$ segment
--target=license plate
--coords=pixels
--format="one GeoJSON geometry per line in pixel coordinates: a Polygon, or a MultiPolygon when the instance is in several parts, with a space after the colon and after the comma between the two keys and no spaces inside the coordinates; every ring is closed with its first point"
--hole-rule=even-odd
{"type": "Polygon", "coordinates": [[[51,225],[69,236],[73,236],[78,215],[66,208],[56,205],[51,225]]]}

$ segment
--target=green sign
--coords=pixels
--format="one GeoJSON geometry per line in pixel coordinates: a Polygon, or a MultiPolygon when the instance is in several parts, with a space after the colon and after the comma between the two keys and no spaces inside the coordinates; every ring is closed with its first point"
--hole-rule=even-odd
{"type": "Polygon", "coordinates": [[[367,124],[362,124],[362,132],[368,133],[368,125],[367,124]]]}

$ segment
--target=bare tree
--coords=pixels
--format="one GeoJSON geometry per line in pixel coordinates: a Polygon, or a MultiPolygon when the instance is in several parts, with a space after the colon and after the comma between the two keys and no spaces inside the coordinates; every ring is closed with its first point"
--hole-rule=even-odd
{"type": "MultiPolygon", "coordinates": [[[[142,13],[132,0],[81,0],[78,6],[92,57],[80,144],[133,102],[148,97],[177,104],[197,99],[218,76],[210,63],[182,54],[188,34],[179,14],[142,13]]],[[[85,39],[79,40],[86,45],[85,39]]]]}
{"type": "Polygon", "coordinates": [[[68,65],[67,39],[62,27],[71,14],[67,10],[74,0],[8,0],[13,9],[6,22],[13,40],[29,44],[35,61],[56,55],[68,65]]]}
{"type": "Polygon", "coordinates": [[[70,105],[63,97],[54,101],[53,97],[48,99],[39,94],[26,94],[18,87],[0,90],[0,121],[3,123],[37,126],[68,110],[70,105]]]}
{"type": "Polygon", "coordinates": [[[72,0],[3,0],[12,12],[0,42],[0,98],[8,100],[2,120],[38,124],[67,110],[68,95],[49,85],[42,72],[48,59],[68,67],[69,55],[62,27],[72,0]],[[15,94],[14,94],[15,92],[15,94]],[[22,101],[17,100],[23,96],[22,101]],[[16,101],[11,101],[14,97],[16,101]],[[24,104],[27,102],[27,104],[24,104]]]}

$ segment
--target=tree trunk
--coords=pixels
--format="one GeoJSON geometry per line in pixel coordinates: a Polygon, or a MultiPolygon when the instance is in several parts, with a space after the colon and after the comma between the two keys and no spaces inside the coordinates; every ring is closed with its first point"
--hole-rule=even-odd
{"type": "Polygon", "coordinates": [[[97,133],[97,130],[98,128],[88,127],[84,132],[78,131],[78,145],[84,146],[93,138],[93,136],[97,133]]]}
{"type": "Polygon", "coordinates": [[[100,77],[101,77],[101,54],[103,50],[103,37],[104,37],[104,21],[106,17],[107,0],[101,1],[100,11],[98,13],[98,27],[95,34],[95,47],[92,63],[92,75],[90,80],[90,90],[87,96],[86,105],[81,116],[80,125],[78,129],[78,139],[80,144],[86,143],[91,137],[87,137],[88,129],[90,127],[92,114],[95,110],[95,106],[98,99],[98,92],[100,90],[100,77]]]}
-.-.-
Each line above must be retyped exactly in the response.

$ segment
--target=license plate
--coords=pixels
--format="one GeoJSON geometry per line in pixel coordinates: a Polygon, or a MultiPolygon when the instance is in several parts, with a space after the colon and after the comma between the two keys and no spaces inside the coordinates; every ring is closed with its first point"
--hole-rule=even-odd
{"type": "Polygon", "coordinates": [[[51,225],[69,236],[73,236],[78,215],[66,208],[56,205],[51,225]]]}

$ segment
--target=green sign
--coords=pixels
--format="one GeoJSON geometry per line in pixel coordinates: a Polygon, or a MultiPolygon when the instance is in several parts, with a space after the colon and after the comma between the two keys and no spaces inside the coordinates; every ring is closed with its first point"
--hole-rule=even-odd
{"type": "Polygon", "coordinates": [[[367,124],[362,124],[362,132],[368,133],[368,125],[367,124]]]}

$ segment
--target=bare tree
--coords=pixels
--format="one GeoJSON geometry per line in pixel coordinates: a Polygon, or a MultiPolygon when the instance is in several parts, with a space after the colon and after the comma between the two keys and no spaces inside the coordinates; every ring is closed with its first point"
--hole-rule=even-odd
{"type": "MultiPolygon", "coordinates": [[[[142,13],[132,0],[81,0],[78,6],[92,57],[80,144],[133,102],[148,97],[177,104],[197,99],[218,76],[210,63],[182,54],[188,34],[179,14],[142,13]]],[[[85,39],[79,40],[86,45],[85,39]]]]}
{"type": "Polygon", "coordinates": [[[68,65],[67,39],[62,27],[71,14],[67,10],[74,0],[8,0],[13,9],[6,22],[13,40],[29,44],[35,61],[56,55],[68,65]]]}
{"type": "Polygon", "coordinates": [[[70,105],[63,97],[54,101],[53,97],[48,99],[39,94],[26,94],[18,87],[0,90],[0,121],[3,123],[37,126],[68,110],[70,105]]]}
{"type": "Polygon", "coordinates": [[[72,0],[3,0],[12,12],[0,42],[0,98],[8,100],[2,120],[38,124],[67,110],[68,95],[49,85],[42,72],[48,59],[68,67],[69,55],[62,27],[72,0]],[[15,94],[14,94],[15,92],[15,94]],[[22,101],[17,100],[23,96],[22,101]],[[16,101],[11,101],[14,97],[16,101]],[[24,104],[27,102],[27,104],[24,104]]]}

$ segment
--target=tree trunk
--coords=pixels
--format="one GeoJSON geometry per line in pixel coordinates: a Polygon, or a MultiPolygon when the instance is in several parts, with a space after the colon and after the comma between the two keys and no spaces inside the coordinates; every ring is closed with its first point"
--hole-rule=even-odd
{"type": "Polygon", "coordinates": [[[97,133],[97,130],[98,128],[88,127],[84,132],[78,131],[78,145],[84,146],[93,138],[93,136],[97,133]]]}
{"type": "Polygon", "coordinates": [[[100,77],[101,77],[101,54],[103,50],[103,37],[104,37],[104,21],[106,17],[107,0],[101,1],[100,11],[98,13],[98,27],[95,34],[95,47],[92,63],[92,75],[90,80],[90,90],[87,96],[86,105],[81,116],[80,125],[78,129],[78,139],[80,144],[86,143],[91,137],[87,137],[88,129],[90,127],[92,114],[95,110],[95,106],[98,99],[98,92],[100,90],[100,77]]]}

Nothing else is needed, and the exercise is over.